All records are to be restated exactly, each line as it reads.

### RECORDS FOR THE EXERCISE
---

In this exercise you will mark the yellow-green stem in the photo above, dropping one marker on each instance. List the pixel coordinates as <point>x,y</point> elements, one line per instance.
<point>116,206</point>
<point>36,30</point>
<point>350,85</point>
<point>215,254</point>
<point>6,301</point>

---

### RESPONSE
In this exercise you will mark the yellow-green stem in the photo above, dropping one marker on each instance. List the pixel coordinates as <point>x,y</point> elements, one line per instance.
<point>116,206</point>
<point>36,30</point>
<point>350,85</point>
<point>215,254</point>
<point>6,301</point>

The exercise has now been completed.